→ **DOCUMENT PASSAGE**:
____________________
What Works
Before you read any further, ask yourself which one of these graphs is most useful. Which one has the most information? If you had to get rid of one of them but still be able to explain the basic flows of people into the US over the last century, which one would you keep? And would your story be much weaker, somewhat weaker, pretty much the same after the loss of one of the graphs?
First, I was moaning the other day about a graphic – like the one I posted recently about prescriptions for treating mental illness in the US – in which color is used to make it look like there is important information being encoded when, in fact, the colors are just pretty, nothing more. I am happy to report that in this case, the colors are not only useful, but necessary. Try to imagine looking at this thing in gray scale. It would be nearly impossible to read. So kudos for color in general. In specific, I probably would have tried to group the countries that are near each other in the world within a color family. Sweden and Norway are good examples of what I would have done throughout – they are both green, just different shades. That makes good logical sense. On the other hand, Ireland and the UK are not in the same color family and it confuses me. I also don’t see great geographic or other similarities between Canada/Mexico and China. So I would have kept the Canada and Mexico as they are and found a different color for China.
Now I’m going to get back to the question I asked at the beginning of the post: could you do without one of these graphics if you had to axe one? It’s a leading question and the answer is clearly: yes. The first one is far better than the second one. Looking at absolute flows by country of origin gives a much more interesting and fully articulated picture than looking at the relative values of people coming at any one point in time.
____________________
→ **DATA**:
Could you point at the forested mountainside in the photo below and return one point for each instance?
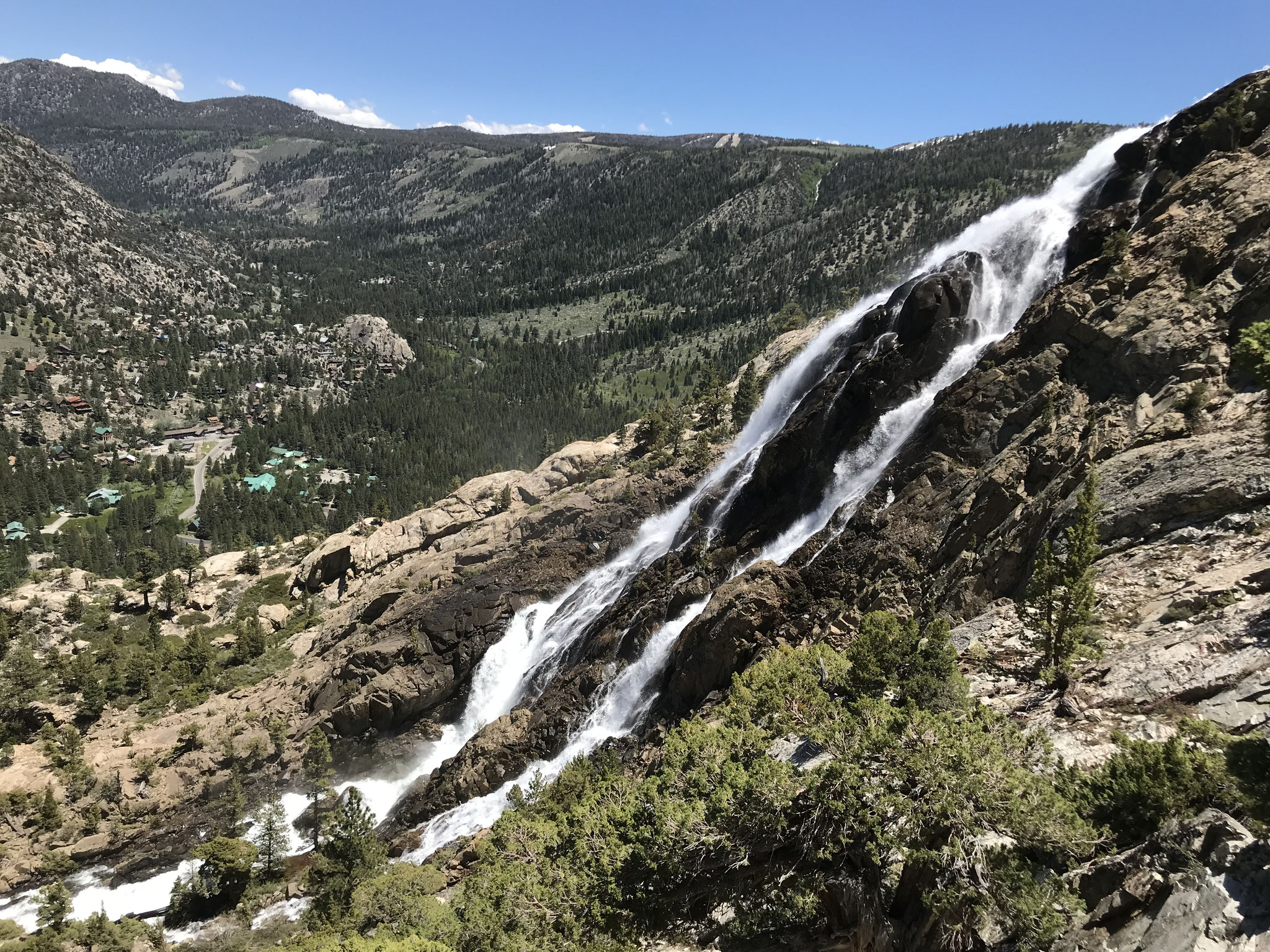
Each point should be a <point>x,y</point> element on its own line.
____________________
→ **DIRECTIVES**:
1. Transcribe the passage from the post on the immigration graphs, from "Now I’m going" up to and including "point in time.".
2. In the post on the immigration graphs, which two countries does the writer hold up as good examples of grouping neighbors within one color family?
3. Take the post on the immigration graphs further, picking up after its last sentence.
None of the lines are needed here.

→ **IN RESPONSE**:
1.
Now I’m going to get back to the question I asked at the beginning of the post: could you do without one of these graphics if you had to axe one? It’s a leading question and the answer is clearly: yes. The first one is far better than the second one. Looking at absolute flows by country of origin gives a much more interesting and fully articulated picture than looking at the relative values of people coming at any one point in time.

2. Sweden and Norway, which are both green in different shades.

3.
What Needs Work
The numbers behind this graph were pulled from Census Data, a good place to go because they are the most reliable numbers we are likely to find (at least with respect to legal immigration – undocumented immigration is, well, undocumented so the Census doesn’t help). However, the thing about Census Data is that it’s going to show us flows for a decade at a time and I wonder if it might be a little misleading to show these numbers as an augmented line graph. A bar graph might be better and here’s why: smoothing the lines implies decade reliant time trends that don’t exist. Unfortunately, in the real world, important decisions do not always take place in the same year the census is taken. The Immigration Reform Act of 1965 was right between decades. Now I know you’re thinking something along the lines, ‘anyone who studies immigration is going to know when that reform act was and when WWI, WWII, the Depression, and all sorts of other important historical events took place. we’re not idiots.’. I agree; you are not idiots.
On the other hand, if I were to create this as a bar graph, I would have the freedom to actually locate the legislation as a graphic element – a line flying a flag announcing the name of the act, for instance – right between the bars for 1960 and 1970. But of course, that would make it difficult to see how the flows are changing over time, so I might superimpose a kind of shadow version of the current line graph over (or under) the bars so that the eye can be aided in its path from one bar to the next. Line graphs do show change much better. But I like the idea of being explicit with the time periods in which the measurements occur and with the notion of leaving graphical space to add important contextual details.
This graphic was created by Thomas Brown using IBM’s free Many Eyes visualization tool. I wholeheartedly support IBM and the other companies and organizations that are making powerful visualization tools available for free. In case you aren’t familiar with them, they allow users to input data and then they take that data and produce visual representations of it. In this case, the full version of the graph is interactive – hovering the mouse will reveal greater detail about any given flow at a point in time. This is a great thing. I support layering of information. The layering available at Many Eyes does not quite make up for the inability to layer in the way that I described above, but I’m not disappointed with IBM. There are already tools for manipulating graphics. The best way to use IBM’s tool is not to expect it to do everything, but to take their visualizations and then further enhance them in photoshop or your favorite image editing software.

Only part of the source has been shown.